**What the task requires**
Exactly as written, please repeat the data that follows, but not the pictures.

==== Data for processing

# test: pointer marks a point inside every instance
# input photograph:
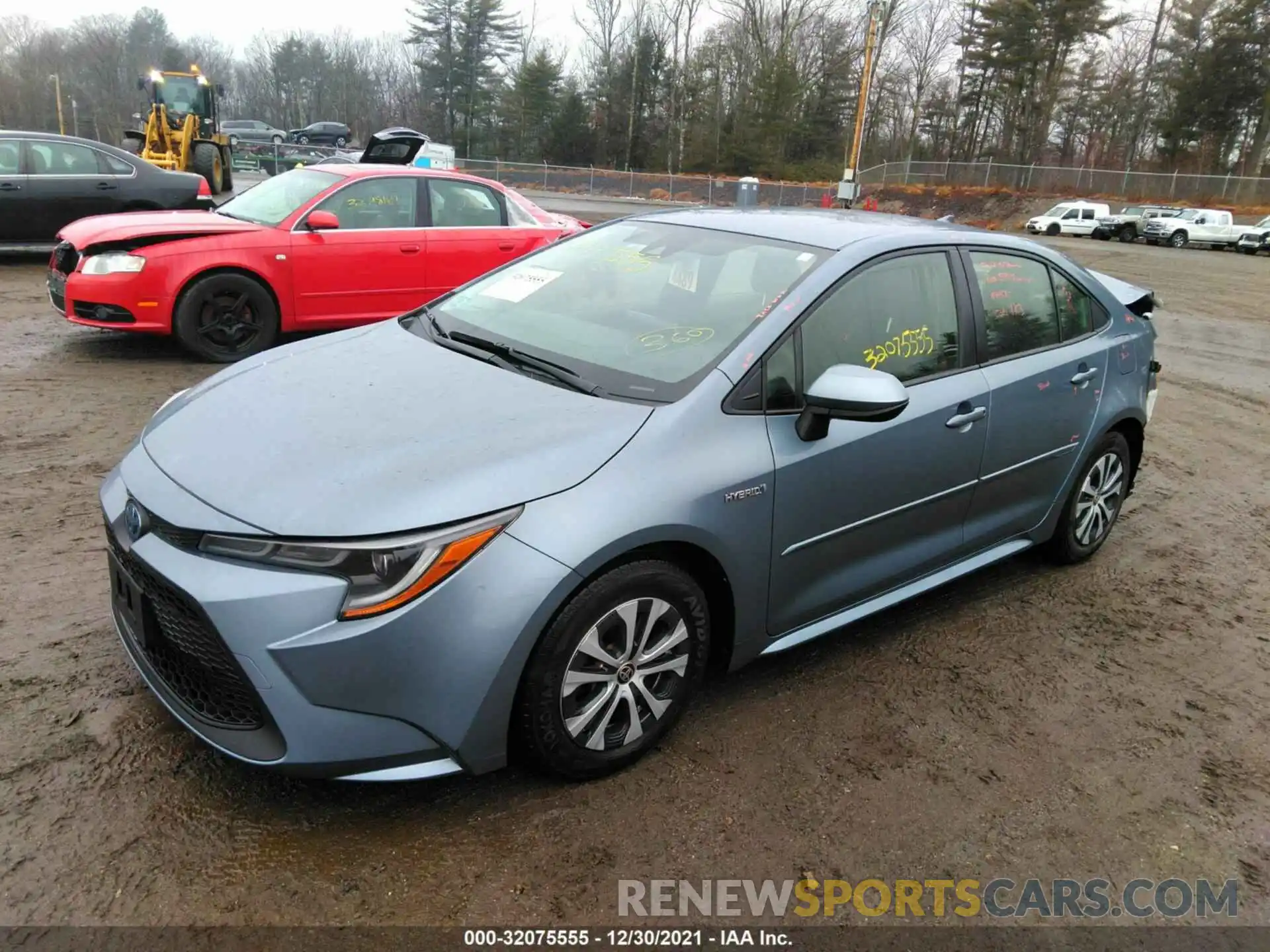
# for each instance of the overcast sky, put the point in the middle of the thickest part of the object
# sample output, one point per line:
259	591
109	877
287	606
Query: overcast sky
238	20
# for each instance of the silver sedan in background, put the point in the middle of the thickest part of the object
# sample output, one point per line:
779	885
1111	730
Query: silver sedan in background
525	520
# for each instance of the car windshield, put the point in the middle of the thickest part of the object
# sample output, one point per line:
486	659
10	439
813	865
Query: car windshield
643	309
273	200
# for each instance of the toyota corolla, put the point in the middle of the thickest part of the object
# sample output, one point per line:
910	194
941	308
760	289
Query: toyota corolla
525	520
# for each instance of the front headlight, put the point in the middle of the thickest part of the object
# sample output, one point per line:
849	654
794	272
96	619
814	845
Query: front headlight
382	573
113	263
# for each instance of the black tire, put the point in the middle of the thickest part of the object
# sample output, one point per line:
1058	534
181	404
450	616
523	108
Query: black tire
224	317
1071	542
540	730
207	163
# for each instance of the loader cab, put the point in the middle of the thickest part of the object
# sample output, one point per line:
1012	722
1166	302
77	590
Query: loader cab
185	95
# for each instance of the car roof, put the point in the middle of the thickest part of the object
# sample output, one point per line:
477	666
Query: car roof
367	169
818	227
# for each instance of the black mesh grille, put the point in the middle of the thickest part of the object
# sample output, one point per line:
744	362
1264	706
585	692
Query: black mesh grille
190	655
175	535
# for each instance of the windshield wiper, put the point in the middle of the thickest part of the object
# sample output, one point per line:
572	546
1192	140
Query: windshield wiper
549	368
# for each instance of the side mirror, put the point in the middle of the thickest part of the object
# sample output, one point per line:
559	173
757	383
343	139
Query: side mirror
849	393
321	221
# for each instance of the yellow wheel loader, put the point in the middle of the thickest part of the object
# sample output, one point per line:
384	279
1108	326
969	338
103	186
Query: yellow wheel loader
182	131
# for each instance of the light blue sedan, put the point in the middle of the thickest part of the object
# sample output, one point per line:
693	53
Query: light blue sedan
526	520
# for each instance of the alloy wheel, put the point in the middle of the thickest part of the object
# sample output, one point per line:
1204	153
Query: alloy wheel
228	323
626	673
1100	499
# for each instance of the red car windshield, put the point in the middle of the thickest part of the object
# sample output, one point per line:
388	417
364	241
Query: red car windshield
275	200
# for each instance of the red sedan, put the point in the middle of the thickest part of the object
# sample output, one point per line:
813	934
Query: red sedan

========

**Your response**
# test: pointer marks a point inside every instance
# input photograph:
# for each instance of the overcast sky, put the point in the middle of the thickest part of the object
# sample output, one point per line:
259	591
109	877
287	606
Query: overcast sky
238	20
# for each instance of the silver sedan in background, put the point in the middle of the thickest part of the object
# sample output, one point per line:
779	885
1111	730
Query: silver sedan in background
525	520
# for each instance of the car windshield, put the point in the middle of the thickest part of the object
# sample output, one point per line:
486	659
10	439
813	865
Query: car windshield
643	309
273	200
# for each instance of the toyota corolla, put the point in the middle of the thickest part of the object
# sample output, one point per line:
910	194
941	308
760	289
Query: toyota corolla
525	520
# for each instance of the front headlight, put the point in the middle of the thickest part of the object
# sample output, one point per line:
849	654
794	272
96	619
814	845
Query: front headlight
382	573
113	263
# for each instance of the black tire, put the point in the middle of the thickest part of the object
# sample output, one point per line:
1058	534
181	404
450	616
523	108
Query: black tire
224	317
1071	542
540	730
207	163
# for each instance of the loader cab, put the point in the middle of the thickest part of the object
# sample output, one point per line:
1012	722
1166	302
77	590
Query: loader cab
185	95
# for each instance of the car roof, put the point in the middle of the thickest part of the object
# sample output, one point per line:
477	666
Query: car roof
367	169
818	227
# for each instance of the black mesh grille, put the point in the middle of the thickest part of the object
# sample output, one point per line:
744	362
1264	706
585	692
Query: black mesh grille
190	655
175	535
# for each instance of the windshield wiper, put the point in the middle of the thickest part of the object
# sample output, one point per line:
572	546
1192	140
Query: windshield wiper
549	368
# for each instance of the side mirror, put the point in the middle of the thickest part of the object
# sample output, one point per line:
559	173
757	383
343	139
Query: side mirror
849	393
321	221
# for each instance of the yellow wheel loader, put the point in the middle of the thickest part of the object
# sample output, one point per line:
384	279
1108	326
969	338
103	186
Query: yellow wheel loader
182	131
# for each instance of the light blue sedan, put the point in the middle of the thickest part of the object
# sample output, one point per line:
693	53
Query: light blue sedan
526	520
# for each instance of the alloy wheel, put the point in the middle of the thickest part of the object
# sample output, one point per line:
1204	153
Query: alloy wheel
228	323
626	673
1100	499
# for each instance of the red car windshield, put the point in the middle of the thickest part of the object
# sample output, one point per line:
388	417
364	241
Query: red car windshield
275	200
# for each instance of the red sedan, put the point in the middle of the thickest part of the object
# sample output, one point per line:
813	934
Query: red sedan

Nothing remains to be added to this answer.